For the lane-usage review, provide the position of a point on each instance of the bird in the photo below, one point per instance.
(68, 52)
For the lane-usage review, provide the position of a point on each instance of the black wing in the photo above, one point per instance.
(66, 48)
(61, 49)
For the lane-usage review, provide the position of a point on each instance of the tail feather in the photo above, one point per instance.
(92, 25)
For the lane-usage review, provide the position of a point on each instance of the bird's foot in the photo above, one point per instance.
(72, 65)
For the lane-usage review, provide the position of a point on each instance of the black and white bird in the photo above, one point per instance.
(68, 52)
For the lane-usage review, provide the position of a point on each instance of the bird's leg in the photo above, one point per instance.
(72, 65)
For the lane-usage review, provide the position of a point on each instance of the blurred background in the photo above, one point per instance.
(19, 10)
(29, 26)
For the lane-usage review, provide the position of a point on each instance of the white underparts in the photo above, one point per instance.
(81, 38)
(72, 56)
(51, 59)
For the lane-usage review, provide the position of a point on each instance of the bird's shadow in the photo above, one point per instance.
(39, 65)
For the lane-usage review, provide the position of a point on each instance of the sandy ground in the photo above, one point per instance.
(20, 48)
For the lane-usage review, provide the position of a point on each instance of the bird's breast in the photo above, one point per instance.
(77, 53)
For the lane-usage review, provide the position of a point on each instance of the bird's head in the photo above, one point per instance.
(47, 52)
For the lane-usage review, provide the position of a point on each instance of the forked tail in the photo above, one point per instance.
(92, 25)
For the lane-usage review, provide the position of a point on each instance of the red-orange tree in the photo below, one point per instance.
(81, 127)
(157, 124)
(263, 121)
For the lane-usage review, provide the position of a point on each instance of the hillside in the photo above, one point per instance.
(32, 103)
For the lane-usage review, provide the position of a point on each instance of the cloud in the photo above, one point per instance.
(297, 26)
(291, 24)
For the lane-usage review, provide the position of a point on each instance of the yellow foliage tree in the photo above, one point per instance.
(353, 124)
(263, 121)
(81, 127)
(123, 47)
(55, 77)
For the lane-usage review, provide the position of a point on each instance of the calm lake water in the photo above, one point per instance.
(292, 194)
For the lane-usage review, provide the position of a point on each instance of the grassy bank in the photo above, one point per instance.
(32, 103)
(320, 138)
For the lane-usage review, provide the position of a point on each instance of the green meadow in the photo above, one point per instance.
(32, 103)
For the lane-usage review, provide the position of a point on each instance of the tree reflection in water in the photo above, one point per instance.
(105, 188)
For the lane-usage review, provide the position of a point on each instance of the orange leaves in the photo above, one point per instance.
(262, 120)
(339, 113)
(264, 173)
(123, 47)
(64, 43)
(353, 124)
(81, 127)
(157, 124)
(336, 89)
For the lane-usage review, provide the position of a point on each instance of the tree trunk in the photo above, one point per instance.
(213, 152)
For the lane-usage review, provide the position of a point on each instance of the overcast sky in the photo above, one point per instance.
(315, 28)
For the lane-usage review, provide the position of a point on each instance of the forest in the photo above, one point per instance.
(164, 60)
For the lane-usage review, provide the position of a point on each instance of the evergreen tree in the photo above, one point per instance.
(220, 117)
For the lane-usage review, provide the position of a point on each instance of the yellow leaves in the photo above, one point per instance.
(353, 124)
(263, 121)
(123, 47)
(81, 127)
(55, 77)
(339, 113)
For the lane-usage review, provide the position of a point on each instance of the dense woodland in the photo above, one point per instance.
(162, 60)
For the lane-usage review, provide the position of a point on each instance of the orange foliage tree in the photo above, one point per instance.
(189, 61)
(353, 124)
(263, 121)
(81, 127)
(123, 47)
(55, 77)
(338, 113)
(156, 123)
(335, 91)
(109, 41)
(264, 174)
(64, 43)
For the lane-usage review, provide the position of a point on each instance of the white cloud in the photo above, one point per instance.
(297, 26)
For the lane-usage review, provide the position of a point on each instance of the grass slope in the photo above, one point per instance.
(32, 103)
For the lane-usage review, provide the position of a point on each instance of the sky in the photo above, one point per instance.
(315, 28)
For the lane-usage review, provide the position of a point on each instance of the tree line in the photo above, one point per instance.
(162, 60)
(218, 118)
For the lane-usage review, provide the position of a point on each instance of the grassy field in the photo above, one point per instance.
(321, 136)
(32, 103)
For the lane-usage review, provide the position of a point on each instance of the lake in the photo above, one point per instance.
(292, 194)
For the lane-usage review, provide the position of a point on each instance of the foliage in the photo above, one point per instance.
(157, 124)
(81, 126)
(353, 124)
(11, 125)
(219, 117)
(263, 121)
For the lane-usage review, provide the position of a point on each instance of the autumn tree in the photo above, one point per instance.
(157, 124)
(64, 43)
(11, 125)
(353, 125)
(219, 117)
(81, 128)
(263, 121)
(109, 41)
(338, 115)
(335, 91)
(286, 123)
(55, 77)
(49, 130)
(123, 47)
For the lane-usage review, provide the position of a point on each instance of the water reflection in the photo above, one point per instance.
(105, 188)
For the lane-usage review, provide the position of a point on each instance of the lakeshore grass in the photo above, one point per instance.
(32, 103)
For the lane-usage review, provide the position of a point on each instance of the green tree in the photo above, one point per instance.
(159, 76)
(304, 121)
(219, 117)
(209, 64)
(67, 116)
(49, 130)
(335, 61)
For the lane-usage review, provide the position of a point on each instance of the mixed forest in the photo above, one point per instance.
------------
[Required work] Retype all of the lines above word for word, leaving nothing out and changing nothing.

[Exercise result]
For the lane-usage review, provide the position of a point on each instance of the bird in the photo below, one point per instance.
(68, 52)
For the lane-usage review, provide the position of a point on each instance of the black wing in the photo above, one point per instance.
(66, 48)
(61, 49)
For the lane-usage review, provide the position of a point on each instance of the tail feather in the photo above, one point per instance.
(92, 25)
For the lane-usage review, provide the position of a point on each instance of the bird's foot in the photo above, one point per instance.
(72, 65)
For the lane-usage review, provide the position of a point on each instance of the black and white bird in the photo above, one point per instance.
(68, 52)
For the lane-usage review, provide the position of a point on each instance of the bird's leg in the photo above, one point per instance.
(72, 65)
For the lane-usage review, provide the position of a point on each instance of the blurred background in the photo above, one point per instance.
(19, 10)
(29, 26)
For the lane-usage review, provide the position of a point on each instance of the white underparts in the photo above, one point per instance.
(81, 38)
(72, 56)
(51, 59)
For the lane-usage review, provide the position of a point on each instance of the bird's shadow in the photo above, one point per instance.
(39, 65)
For the lane-usage review, provide the position of a point on each instance of the sandy ground in the photo above, one point per instance.
(20, 48)
For the lane-usage review, provide the position of a point on each instance of the bird's breast in the photo above, one point per instance.
(77, 53)
For the lane-usage review, provide the position of a point on each instance of the bird's head in the photo above, one point per instance.
(47, 52)
For the lane-usage review, provide the position of a point on each instance of the forked tail in the photo above, one point per instance.
(92, 25)
For the lane-usage review, provide the position of a point on each instance of the red-orange tree in the photo below, one point per instance.
(81, 127)
(157, 124)
(263, 121)
For the lane-usage review, provide the position of a point on each instance of the hillside in the photo above, one point per instance.
(32, 103)
For the lane-usage review, provide the position of a point on each instance of the cloud in the photo above, one point per instance.
(297, 26)
(291, 24)
For the lane-usage review, provide the position of a point on each instance of the yellow foliage tree in the photo above, one point per instance.
(353, 124)
(263, 121)
(81, 127)
(123, 47)
(55, 77)
For the lane-usage review, provide the position of a point on each instance of the calm lake water in the photo above, one point per instance.
(292, 194)
For the lane-usage review, provide the position of a point on each instance of the grassy bank in the photo above, one point per instance.
(32, 103)
(320, 138)
For the lane-usage review, provide the position of a point on each instance of the green meadow in the photo above, one point per instance.
(32, 103)
For the lane-usage review, provide the position of a point on each instance of the tree reflection in water in the photo above, one point per instance.
(105, 188)
For the lane-usage review, provide the position of a point on each instance of the orange leaves in the photo above, one point per instance.
(262, 120)
(339, 113)
(264, 173)
(123, 47)
(64, 43)
(353, 124)
(81, 127)
(157, 124)
(336, 89)
For the lane-usage review, provide the position of a point on each instance of the tree trunk in the photo above, one point per instance.
(213, 152)
For the lane-usage review, provide the position of a point on each instance of the overcast sky in the photo above, one point per instance.
(315, 28)
For the lane-usage review, provide the position of a point on each instance of the forest in the photo above, one point per instance.
(164, 60)
For the lane-usage review, provide the position of a point on each instance of the evergreen tree in the photo above, one point per instance.
(220, 117)
For the lane-usage review, provide the position of a point on each instance of the yellow leaves in the photo above, one point per instance.
(353, 124)
(263, 121)
(123, 47)
(81, 127)
(55, 77)
(339, 113)
For the lane-usage review, provide the position of a point on each instance of the dense woodland in the photo above, one point per instance.
(162, 60)
For the lane-usage review, provide the position of a point on each instance of the orange foliage tree in the photo above, one point per instance.
(189, 61)
(353, 124)
(263, 121)
(81, 127)
(123, 47)
(55, 77)
(338, 113)
(156, 123)
(335, 91)
(109, 41)
(264, 174)
(64, 43)
For the lane-usage review, provide the position of a point on each instance of the white cloud in the photo above, one point per instance.
(297, 26)
For the lane-usage review, provide the position of a point on each instance of the grass slope in the photo above, one point per instance.
(32, 103)
For the lane-usage review, provide the position of a point on each instance of the sky in the photo above, one point per instance.
(315, 28)
For the lane-usage review, provide the position of a point on each instance of the tree line in the photo above, one point per instance.
(162, 60)
(218, 118)
For the lane-usage review, provide the position of a point on each instance of the grassy field in the photo above, one point per instance.
(321, 136)
(32, 103)
For the lane-usage review, provide the position of a point on each instance of the lake in the photo above, one point per instance.
(292, 194)
For the lane-usage review, provide the position of a point on each instance of the foliage in the photo above, one point per instance.
(157, 124)
(81, 126)
(353, 124)
(11, 125)
(219, 117)
(263, 121)
For the lane-usage review, provide the position of a point on each instance of the autumn tree in the photo above, one point per instance.
(157, 124)
(64, 43)
(11, 125)
(353, 125)
(219, 117)
(81, 128)
(263, 121)
(109, 41)
(338, 115)
(335, 91)
(286, 123)
(55, 77)
(49, 130)
(123, 47)
For the lane-usage review, provide the position of a point on each instance of the water reflection in the photo above, one point per instance.
(105, 188)
For the lane-usage review, provide the position of a point on each instance of the lakeshore grass in the photo above, one point per instance.
(32, 103)
For the lane-usage review, provide the position of a point on each instance of the green tree in the photo above, one point per instance.
(159, 76)
(304, 121)
(219, 117)
(209, 64)
(67, 116)
(49, 130)
(335, 61)
For the lane-usage review, provide the position of a point on each instance of the mixed forest in the photo above, one point per instance.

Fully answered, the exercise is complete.